■ Work to be completed
Copy out the items from the line containing "Where can the submerged" through the end of the items, keeping every request, and scale each answer coordinate by 1.65, rounding to whole numbers with halves rounded up. Leave the sample points written inside the requests as they are.

━━━━━ Information provided ━━━━━

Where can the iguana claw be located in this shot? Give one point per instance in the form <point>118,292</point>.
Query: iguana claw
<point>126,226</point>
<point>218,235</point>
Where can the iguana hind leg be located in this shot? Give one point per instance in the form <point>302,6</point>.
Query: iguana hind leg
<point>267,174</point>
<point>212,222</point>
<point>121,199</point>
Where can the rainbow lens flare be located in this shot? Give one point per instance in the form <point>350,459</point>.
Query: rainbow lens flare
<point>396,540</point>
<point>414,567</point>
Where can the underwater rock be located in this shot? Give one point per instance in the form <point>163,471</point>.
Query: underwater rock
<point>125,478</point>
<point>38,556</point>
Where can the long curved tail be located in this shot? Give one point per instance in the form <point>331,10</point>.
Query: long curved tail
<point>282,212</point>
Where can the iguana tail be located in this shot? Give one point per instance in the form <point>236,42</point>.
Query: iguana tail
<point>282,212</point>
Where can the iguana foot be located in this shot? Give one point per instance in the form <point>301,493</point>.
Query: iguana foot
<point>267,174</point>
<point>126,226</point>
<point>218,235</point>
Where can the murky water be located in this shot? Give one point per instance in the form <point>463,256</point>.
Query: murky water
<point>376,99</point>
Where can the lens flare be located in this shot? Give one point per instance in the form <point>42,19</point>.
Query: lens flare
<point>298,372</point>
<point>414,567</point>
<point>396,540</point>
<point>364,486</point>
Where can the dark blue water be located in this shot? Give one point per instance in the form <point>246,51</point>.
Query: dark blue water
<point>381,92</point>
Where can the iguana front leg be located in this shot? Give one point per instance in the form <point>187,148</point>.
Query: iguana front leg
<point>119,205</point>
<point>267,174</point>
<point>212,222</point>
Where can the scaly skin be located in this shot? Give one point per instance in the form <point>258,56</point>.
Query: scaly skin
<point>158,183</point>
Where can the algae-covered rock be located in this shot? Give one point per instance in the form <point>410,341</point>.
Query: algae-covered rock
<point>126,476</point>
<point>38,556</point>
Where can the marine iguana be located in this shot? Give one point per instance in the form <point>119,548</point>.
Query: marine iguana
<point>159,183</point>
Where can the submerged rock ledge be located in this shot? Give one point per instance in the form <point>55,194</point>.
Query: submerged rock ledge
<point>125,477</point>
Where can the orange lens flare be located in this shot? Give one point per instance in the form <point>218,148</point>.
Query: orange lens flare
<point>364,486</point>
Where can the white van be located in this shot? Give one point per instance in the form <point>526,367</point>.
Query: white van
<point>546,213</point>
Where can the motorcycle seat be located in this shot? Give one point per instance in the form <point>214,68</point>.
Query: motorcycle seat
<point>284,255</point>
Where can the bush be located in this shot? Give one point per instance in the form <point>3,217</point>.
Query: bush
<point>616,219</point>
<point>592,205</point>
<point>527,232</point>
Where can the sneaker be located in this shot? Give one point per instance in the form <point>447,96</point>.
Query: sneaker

━━━━━

■ Exercise answer
Where can the submerged rock ledge be located in this shot? Give one point per instance in the form <point>55,194</point>.
Query: submerged rock ledge
<point>206,787</point>
Where can the orange lens flare be located in this shot? Give one point per instance in the form <point>218,148</point>.
Query: orange lens flare
<point>601,802</point>
Where can the white van be located in this shot? Give one point per instance in the form <point>526,367</point>.
Query: white van
<point>901,351</point>
Where can the motorcycle seat be located in this shot? Give one point per instance in the form <point>214,68</point>.
Query: motorcycle seat
<point>469,421</point>
Where can the bush be located in this shot? Give one point per instance in the form <point>3,217</point>.
Query: bush
<point>1016,361</point>
<point>977,338</point>
<point>870,383</point>
Where can the sneaker be located in this shot? Give one point per instance in the form <point>447,96</point>.
Query: sneaker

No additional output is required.